— Work instructions —
Return, without anything added, the lines from the one containing "Where can you find the wristband" through the end of the entries below, exactly as written.
★ ★ ★ ★
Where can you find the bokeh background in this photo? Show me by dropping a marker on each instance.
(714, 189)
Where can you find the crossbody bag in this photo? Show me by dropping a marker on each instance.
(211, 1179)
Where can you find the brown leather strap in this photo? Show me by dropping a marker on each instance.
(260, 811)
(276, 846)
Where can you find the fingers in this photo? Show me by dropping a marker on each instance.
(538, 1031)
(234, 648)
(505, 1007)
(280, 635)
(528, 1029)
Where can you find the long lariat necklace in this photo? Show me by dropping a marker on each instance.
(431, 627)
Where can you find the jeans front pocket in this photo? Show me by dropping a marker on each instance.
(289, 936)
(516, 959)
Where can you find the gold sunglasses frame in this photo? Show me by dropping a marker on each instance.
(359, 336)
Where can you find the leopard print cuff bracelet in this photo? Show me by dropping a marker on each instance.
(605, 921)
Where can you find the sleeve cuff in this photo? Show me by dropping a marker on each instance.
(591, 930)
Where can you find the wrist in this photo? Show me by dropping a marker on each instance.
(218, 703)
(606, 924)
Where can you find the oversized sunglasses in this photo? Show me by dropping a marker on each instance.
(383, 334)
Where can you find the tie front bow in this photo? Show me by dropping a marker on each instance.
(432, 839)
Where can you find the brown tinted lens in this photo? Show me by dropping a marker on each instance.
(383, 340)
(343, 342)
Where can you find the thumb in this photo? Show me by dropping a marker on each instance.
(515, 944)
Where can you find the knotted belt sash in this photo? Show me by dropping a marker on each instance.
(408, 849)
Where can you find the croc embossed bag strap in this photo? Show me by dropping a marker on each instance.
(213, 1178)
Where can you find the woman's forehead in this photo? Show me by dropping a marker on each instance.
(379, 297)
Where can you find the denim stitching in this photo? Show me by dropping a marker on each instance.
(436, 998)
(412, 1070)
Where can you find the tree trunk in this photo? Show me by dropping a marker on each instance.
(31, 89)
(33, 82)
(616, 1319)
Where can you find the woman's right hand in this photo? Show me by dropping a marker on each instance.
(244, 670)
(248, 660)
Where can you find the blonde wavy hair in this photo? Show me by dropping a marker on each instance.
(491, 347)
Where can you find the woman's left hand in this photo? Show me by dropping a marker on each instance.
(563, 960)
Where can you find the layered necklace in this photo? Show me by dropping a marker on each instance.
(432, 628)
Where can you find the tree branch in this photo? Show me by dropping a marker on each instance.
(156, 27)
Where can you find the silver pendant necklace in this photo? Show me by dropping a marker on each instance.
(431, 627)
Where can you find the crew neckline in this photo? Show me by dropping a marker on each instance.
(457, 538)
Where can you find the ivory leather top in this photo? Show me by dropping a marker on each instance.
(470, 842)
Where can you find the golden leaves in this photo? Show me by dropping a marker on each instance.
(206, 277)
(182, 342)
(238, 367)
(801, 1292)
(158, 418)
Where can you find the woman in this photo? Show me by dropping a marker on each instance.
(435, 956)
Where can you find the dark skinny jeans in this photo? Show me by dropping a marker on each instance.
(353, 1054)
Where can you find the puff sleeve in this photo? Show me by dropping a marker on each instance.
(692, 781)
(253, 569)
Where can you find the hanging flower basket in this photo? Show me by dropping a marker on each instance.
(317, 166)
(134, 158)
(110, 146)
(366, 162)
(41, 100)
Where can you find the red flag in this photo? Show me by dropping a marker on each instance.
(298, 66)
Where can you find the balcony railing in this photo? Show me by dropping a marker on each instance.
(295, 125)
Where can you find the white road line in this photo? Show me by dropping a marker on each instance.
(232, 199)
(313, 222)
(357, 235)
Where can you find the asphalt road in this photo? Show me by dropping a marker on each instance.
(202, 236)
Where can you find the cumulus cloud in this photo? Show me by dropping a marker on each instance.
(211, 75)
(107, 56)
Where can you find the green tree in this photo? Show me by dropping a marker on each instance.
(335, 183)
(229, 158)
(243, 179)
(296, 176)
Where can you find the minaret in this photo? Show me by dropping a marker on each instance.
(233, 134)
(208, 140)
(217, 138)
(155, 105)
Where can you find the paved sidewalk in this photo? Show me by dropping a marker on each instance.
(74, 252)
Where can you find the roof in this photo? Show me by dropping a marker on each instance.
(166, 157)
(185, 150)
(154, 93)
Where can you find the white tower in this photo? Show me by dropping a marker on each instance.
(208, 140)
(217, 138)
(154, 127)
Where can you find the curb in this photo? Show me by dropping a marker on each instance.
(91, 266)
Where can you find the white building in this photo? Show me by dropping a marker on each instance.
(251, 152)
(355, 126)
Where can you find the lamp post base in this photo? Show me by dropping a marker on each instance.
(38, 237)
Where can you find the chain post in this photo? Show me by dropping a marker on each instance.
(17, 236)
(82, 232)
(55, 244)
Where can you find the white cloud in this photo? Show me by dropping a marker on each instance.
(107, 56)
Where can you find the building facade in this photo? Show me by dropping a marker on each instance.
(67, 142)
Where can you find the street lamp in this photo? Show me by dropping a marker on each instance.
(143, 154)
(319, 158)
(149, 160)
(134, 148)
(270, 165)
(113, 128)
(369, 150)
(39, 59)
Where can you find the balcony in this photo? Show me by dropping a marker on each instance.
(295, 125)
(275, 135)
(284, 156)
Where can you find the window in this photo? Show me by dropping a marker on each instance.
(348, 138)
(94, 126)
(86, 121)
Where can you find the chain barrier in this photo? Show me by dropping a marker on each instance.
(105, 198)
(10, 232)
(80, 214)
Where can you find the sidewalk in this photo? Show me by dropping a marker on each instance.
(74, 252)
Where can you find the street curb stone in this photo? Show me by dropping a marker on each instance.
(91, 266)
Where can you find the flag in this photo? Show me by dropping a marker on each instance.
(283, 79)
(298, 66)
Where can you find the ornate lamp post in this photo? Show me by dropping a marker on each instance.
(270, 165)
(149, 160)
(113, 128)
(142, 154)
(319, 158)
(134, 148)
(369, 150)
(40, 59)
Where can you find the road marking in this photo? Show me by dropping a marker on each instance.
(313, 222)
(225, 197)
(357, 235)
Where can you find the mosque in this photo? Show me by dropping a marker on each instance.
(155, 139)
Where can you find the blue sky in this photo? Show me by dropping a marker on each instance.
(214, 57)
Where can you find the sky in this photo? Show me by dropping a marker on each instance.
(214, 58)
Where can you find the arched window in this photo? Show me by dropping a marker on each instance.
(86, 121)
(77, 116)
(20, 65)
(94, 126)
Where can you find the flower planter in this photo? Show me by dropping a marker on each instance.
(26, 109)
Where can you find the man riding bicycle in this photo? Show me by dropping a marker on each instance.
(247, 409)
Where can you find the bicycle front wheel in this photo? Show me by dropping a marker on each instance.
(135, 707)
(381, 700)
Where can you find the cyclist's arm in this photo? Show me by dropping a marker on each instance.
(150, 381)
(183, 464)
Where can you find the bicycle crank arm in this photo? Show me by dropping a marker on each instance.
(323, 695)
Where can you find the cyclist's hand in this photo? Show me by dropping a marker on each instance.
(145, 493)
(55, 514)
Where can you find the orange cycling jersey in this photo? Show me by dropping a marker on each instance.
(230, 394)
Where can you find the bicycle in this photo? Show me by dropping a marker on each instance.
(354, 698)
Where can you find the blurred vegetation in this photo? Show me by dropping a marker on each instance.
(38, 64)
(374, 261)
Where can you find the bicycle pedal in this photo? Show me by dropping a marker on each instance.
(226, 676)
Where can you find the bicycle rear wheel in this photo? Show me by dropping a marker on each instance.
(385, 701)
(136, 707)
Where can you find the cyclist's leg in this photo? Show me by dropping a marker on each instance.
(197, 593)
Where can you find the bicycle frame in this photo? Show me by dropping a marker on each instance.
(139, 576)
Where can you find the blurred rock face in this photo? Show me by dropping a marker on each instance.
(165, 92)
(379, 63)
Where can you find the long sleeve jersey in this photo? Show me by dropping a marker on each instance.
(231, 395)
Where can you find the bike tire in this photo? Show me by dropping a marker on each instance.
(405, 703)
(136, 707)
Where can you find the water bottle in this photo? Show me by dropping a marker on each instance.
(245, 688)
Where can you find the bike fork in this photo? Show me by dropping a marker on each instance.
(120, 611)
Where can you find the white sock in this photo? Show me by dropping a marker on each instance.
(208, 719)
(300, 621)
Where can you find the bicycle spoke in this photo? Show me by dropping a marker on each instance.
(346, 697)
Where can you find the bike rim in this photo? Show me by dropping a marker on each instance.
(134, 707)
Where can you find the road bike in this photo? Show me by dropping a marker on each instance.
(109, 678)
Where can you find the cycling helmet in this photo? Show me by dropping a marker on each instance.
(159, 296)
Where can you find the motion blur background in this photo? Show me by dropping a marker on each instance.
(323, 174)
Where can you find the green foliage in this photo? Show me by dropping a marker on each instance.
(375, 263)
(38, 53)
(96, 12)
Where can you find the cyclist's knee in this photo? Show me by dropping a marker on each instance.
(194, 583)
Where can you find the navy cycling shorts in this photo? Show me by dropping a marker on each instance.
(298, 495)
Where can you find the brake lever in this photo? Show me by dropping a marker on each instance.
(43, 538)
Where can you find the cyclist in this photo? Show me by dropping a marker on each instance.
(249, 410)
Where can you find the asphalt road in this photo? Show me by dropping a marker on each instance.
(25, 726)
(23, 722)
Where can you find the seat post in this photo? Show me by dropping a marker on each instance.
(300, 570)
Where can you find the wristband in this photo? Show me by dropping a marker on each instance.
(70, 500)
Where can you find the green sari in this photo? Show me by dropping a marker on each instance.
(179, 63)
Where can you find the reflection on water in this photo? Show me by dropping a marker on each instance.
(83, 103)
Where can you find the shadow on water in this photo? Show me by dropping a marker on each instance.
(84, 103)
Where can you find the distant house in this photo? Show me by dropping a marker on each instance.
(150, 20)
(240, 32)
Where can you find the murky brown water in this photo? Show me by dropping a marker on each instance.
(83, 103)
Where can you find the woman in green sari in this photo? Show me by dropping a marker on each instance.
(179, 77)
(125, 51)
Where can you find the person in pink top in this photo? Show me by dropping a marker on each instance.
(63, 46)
★ ★ ★ ★
— Exercise response —
Where can you find the wristband in this photo? Show me by dropping a marker on each instance.
(70, 500)
Where can you find the green sari in this photo? Show me by dropping a marker on each instance.
(179, 63)
Where can you find the reflection on water in this photo? Show me by dropping a marker on each instance.
(83, 103)
Where can you find the shadow on water in this photo? Show me by dropping a marker on each instance.
(84, 103)
Where can you find the distant house in this photo? Show me by dropping a marker on each instance.
(150, 20)
(240, 32)
Where can you find the murky brown water in this photo? Show me by dropping a marker on each instance.
(83, 103)
Where can you find the woman in green sari in this photo? Show me by dropping a marker on each instance.
(179, 77)
(125, 51)
Where can you find the person in pink top in this photo? Show me by dropping a marker on each instance.
(63, 46)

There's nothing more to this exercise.